* _Problem details_
Using the extract, decide whether each statement agrees with it: (a) Ceres is paid for administering the Partnership's business affairs; (b) at December 31, 2012, Ceres held a 1.17 percent interest in the Partnership; (c) no persons were known to own more than 5 percent of the Units at December 31, 2012. For each, answer yes or no and quote the words of the extract that settle it.

* _Extract_
^^^^

Item 11.  EXECUTIVE COMPENSATION
The Partnership has no directors and executive officers.  As a limited partnership, the business of the Partnership is managed by Ceres, which is responsible for the administration of the business affairs of the Partnership but receives no compensation for such services.


 
Item 12.     SECURITY OWNERSHIP OF CERTAIN BENEFICIAL OWNERS AND
MANAGEMENT AND RELATED STOCKHOLDER MATTERS

(a)  Security Ownership of Certain Beneficial Owners – At December 31, 2012, there were no persons known to be beneficial owners of more than 5 percent of the Units.

(b)  Security Ownership of Management – At December 31, 2012, Ceres owned 35,877.343 Units of general partnership interest, representing a 1.17 percent interest in the Partnership.

(c)  Changes in Control – None.

Item 13.  CERTAIN RELATIONSHIPS AND RELATED TRANSACTIONS, AND
DIRECTOR INDEPENDENCE


Refer to Note 2.  Summary of Significant Accounting Policies, Note 4. Related Party Transactions, and Note 5. Trading Advisors of “Notes to Financial Statements”, in the accompanying Annual Report to

- 139 -
 
 
 

 

Limited Partners for the year ended December 31, 2012 which is incorporated by reference to Exhibit 13.01 of this Form 10-K.  In its capacity as the Partnership’s retail commodity broker, MS&Co. received commodity brokerage fees (paid and accrued by the Partnership) of $1,345,522 for the year ended December 31, 2012.

^^^^

* _Dataset entries_
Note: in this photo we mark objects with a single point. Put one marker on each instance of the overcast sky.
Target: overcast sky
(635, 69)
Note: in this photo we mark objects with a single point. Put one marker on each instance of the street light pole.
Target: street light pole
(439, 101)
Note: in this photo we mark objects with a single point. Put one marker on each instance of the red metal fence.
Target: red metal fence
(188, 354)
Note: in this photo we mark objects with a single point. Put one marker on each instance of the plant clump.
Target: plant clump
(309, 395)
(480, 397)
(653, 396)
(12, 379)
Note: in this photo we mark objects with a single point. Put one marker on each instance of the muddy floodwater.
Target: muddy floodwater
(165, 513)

^^^^

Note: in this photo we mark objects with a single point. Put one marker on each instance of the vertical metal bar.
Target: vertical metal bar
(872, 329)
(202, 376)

^^^^

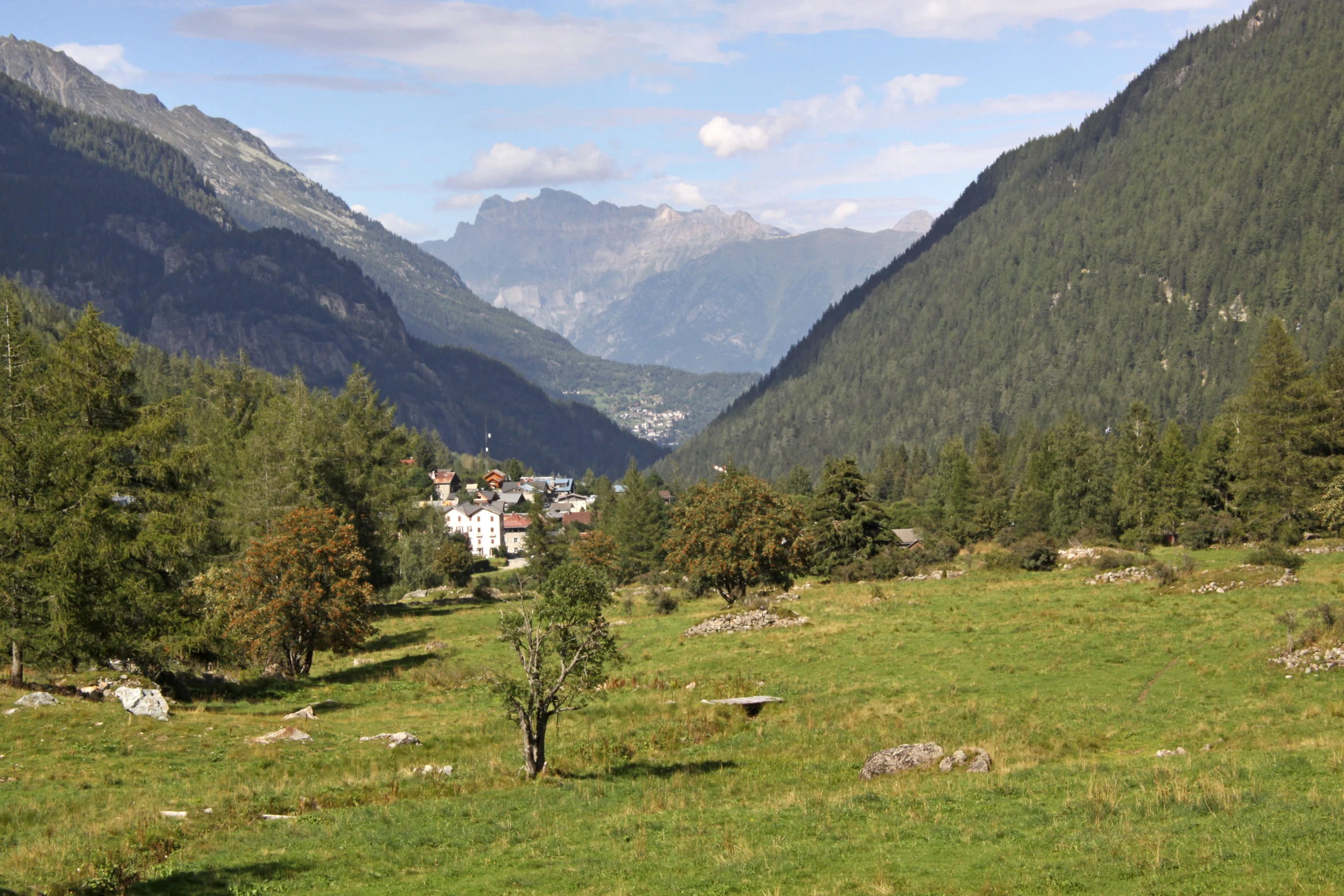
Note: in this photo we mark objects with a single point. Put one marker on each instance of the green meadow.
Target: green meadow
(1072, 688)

^^^^

* _Complete answer_
(a) No: "receives no compensation for such services."
(b) Yes: "representing a 1.17 percent interest in the Partnership."
(c) Yes: "there were no persons known to be beneficial owners of more than 5 percent of the Units."